▶ Texte proposé
╭──
La ravissante Eleonore Marguerre est une délicieuse Rosalinde, tandis que Claire de Sévigné et Veronika Seghers, en Adele et Ida, campent des domestiques fines mouches et bien chantantes. Les messieurs ne sont pas en reste, faisant entendre des voix pleines de fraîcheur. De plus, ce sont d’excellents comédiens, que la mise en scène met en valeur.
Stephan Genz en Eisenstein (le mari volage), Milos Bulajic en Alfred (le séducteur rusé), Thomas Tatzl en Falke (l’ami manipulateur), François Piolino en Blind (l’avocat bègue), tous font sonner leurs airs de bravoure. Horst Lamnek fait de Frank, le directeur de la prison, une « ganache » irrésistible. Enfin, dans le rôle travesti d’Orlofsky, l’extravagant prince russe, juché sur des escarpins dorés et couronné d’une tiare endiamantée, Stephanie Houtzeel se montre aussi drôle que séduisante.
╰──
▶ Données fournies
╭──
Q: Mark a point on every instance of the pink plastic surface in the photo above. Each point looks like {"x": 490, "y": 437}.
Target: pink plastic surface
╰──
▶ Énoncé A
Résumez en deux phrases l'extrait sur les interprètes.
▶ Énoncé B
Poursuivez l'extrait sur les interprètes après sa dernière phrase.

▶ Réponse A
Eleonore Marguerre est une délicieuse Rosalinde, Claire de Sévigné et Veronika Seghers campent en Adele et Ida des domestiques fines mouches et bien chantantes, et les messieurs, aux voix pleines de fraîcheur, sont aussi d'excellents comédiens que la mise en scène met en valeur. Stephan Genz, Milos Bulajic, Thomas Tatzl et François Piolino font sonner leurs airs de bravoure, Horst Lamnek fait de Frank une « ganache » irrésistible et Stephanie Houtzeel, dans le rôle travesti d'Orlofsky, se montre aussi drôle que séduisante.

▶ Réponse B
Ce spectacle a fait l’objet d’une captation, le 10 mai, à l’Opéra de Rennes, sans public, mais avec quelques journalistes dans la salle. Le film ainsi obtenu devrait être diffusé, le 9 juin, sur grand écran, aussi bien en plein air que dans des lieux fermés, dans les Régions Bretagne et Pays de la Loire.
Puis, si tout va bien, la production sera donnée, devant des spectateurs, à Avignon, les 19 et 20 juin, puis à Toulon, pour les fêtes de fin d’année. Pour connaître ce bonheur, l’Opéra de Rennes et Angers Nantes Opéra devront attendre la saison 2022-2023.